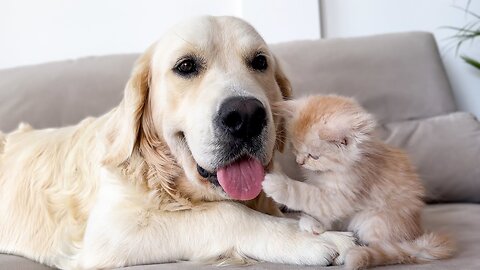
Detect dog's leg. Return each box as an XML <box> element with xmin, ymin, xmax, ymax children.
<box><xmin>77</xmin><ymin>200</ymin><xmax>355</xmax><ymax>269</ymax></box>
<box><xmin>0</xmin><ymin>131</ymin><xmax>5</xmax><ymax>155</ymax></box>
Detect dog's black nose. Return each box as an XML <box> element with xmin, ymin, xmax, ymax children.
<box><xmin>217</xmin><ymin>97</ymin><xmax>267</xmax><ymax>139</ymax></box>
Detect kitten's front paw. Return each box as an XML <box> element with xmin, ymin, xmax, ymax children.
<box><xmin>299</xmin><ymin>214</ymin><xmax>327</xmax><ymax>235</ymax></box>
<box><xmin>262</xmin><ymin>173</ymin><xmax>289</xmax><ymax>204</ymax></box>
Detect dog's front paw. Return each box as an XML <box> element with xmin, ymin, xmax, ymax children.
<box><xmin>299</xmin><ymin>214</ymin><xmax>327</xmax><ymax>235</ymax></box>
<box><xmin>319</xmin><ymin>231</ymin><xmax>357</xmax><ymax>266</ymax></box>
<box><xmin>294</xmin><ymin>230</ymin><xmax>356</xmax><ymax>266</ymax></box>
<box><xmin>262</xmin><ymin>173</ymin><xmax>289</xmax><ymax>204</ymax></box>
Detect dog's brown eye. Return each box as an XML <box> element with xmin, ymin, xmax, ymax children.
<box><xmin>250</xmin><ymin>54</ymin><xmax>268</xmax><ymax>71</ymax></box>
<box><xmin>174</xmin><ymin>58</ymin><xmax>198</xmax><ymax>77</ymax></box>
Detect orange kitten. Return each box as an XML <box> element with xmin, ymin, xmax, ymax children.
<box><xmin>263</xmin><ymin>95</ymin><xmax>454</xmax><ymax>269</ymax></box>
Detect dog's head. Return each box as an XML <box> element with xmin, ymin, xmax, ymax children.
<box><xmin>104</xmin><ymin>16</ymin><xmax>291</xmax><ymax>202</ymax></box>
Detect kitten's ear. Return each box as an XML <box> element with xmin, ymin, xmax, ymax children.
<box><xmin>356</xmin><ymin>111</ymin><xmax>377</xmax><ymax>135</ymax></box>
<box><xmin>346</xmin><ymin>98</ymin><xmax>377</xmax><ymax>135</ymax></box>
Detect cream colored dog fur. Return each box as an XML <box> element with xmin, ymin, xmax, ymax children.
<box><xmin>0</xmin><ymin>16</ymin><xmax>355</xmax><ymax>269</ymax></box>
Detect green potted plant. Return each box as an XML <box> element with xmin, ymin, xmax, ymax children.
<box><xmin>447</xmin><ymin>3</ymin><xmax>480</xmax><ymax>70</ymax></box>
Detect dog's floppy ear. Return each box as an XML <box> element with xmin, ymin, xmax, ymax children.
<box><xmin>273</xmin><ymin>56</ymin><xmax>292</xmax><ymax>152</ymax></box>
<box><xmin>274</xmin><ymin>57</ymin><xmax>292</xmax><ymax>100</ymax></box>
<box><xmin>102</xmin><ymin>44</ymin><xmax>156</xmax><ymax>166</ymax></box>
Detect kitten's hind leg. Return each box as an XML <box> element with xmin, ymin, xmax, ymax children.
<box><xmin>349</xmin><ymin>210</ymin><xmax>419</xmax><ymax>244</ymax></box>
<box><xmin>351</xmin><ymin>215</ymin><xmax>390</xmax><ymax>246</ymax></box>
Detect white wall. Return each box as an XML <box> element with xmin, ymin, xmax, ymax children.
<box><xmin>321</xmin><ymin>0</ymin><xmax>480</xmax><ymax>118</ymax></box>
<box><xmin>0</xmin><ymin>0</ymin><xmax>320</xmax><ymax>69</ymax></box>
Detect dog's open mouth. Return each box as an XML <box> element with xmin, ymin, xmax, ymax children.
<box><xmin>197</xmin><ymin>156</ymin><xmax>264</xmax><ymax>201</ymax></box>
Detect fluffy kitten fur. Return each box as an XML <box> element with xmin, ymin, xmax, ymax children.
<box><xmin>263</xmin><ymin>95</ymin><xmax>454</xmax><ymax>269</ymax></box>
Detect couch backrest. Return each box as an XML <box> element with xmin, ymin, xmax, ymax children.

+-------+

WHAT YOU ARE ASKED TO DO: Line by line, print the records exactly, leaving the pictures behind.

WRITTEN RESPONSE:
Detect dog's leg. Return each box as an XML <box> element with xmin, ymin, xmax, ymax children.
<box><xmin>77</xmin><ymin>200</ymin><xmax>355</xmax><ymax>269</ymax></box>
<box><xmin>0</xmin><ymin>131</ymin><xmax>5</xmax><ymax>155</ymax></box>
Detect dog's black nose. Return each box as an XML <box> element with xmin, ymin, xmax, ymax children.
<box><xmin>217</xmin><ymin>97</ymin><xmax>267</xmax><ymax>139</ymax></box>
Detect kitten's front paw. Return each box as an XML <box> element with xmin, ymin, xmax, ymax children.
<box><xmin>299</xmin><ymin>214</ymin><xmax>327</xmax><ymax>235</ymax></box>
<box><xmin>262</xmin><ymin>173</ymin><xmax>289</xmax><ymax>204</ymax></box>
Detect dog's front paw. Return each box as an XML <box> element with xmin, ymin, xmax, ymax children.
<box><xmin>299</xmin><ymin>214</ymin><xmax>327</xmax><ymax>235</ymax></box>
<box><xmin>319</xmin><ymin>231</ymin><xmax>357</xmax><ymax>266</ymax></box>
<box><xmin>294</xmin><ymin>230</ymin><xmax>356</xmax><ymax>266</ymax></box>
<box><xmin>262</xmin><ymin>173</ymin><xmax>289</xmax><ymax>204</ymax></box>
Detect dog's brown eye. Return each box as an XML <box> element with xmin, ymin, xmax, ymax children.
<box><xmin>250</xmin><ymin>54</ymin><xmax>268</xmax><ymax>71</ymax></box>
<box><xmin>174</xmin><ymin>58</ymin><xmax>198</xmax><ymax>77</ymax></box>
Detect orange kitten. Return each box as an XML <box> element with xmin, ymin, xmax, ymax children.
<box><xmin>263</xmin><ymin>95</ymin><xmax>454</xmax><ymax>269</ymax></box>
Detect dog's head. Return each box as an XML <box> element with xmin, ymin, xmax, ymax children.
<box><xmin>104</xmin><ymin>16</ymin><xmax>291</xmax><ymax>202</ymax></box>
Detect kitten's ear. Return each box as an XML <box> element with xmin, ymin, xmax, ymax children.
<box><xmin>356</xmin><ymin>111</ymin><xmax>377</xmax><ymax>135</ymax></box>
<box><xmin>346</xmin><ymin>98</ymin><xmax>377</xmax><ymax>135</ymax></box>
Detect cream colored dog fur. Return each box as an XML <box> element with xmin, ymin, xmax, ymax children.
<box><xmin>0</xmin><ymin>16</ymin><xmax>355</xmax><ymax>269</ymax></box>
Detect green potted plant. Return each box as an XML <box> element with xmin, ymin, xmax, ymax children.
<box><xmin>447</xmin><ymin>3</ymin><xmax>480</xmax><ymax>70</ymax></box>
Detect dog's floppy ear. Return each box as an XML <box> element with xmin, ymin, xmax, ymax children.
<box><xmin>273</xmin><ymin>56</ymin><xmax>292</xmax><ymax>152</ymax></box>
<box><xmin>274</xmin><ymin>57</ymin><xmax>292</xmax><ymax>100</ymax></box>
<box><xmin>102</xmin><ymin>44</ymin><xmax>156</xmax><ymax>166</ymax></box>
Detect kitten's hind leg. Return each box as an XML <box> element with xmin, ymin, xmax, ymax children.
<box><xmin>349</xmin><ymin>210</ymin><xmax>419</xmax><ymax>244</ymax></box>
<box><xmin>351</xmin><ymin>215</ymin><xmax>390</xmax><ymax>246</ymax></box>
Detect white wall. Return each box as an XML <box> element with xmin, ymin, xmax, ymax children.
<box><xmin>321</xmin><ymin>0</ymin><xmax>480</xmax><ymax>118</ymax></box>
<box><xmin>0</xmin><ymin>0</ymin><xmax>320</xmax><ymax>69</ymax></box>
Detect dog's open mouth. Return each box as an XML <box> element with xmin, ymin, xmax, ymax children.
<box><xmin>197</xmin><ymin>156</ymin><xmax>264</xmax><ymax>201</ymax></box>
Detect fluffy kitten fur. Return each box as an XML <box> element with xmin, ymin, xmax, ymax children.
<box><xmin>263</xmin><ymin>95</ymin><xmax>454</xmax><ymax>269</ymax></box>
Detect couch backrest. Return each box as an XML <box> element with xmin, ymin, xmax, ymax children.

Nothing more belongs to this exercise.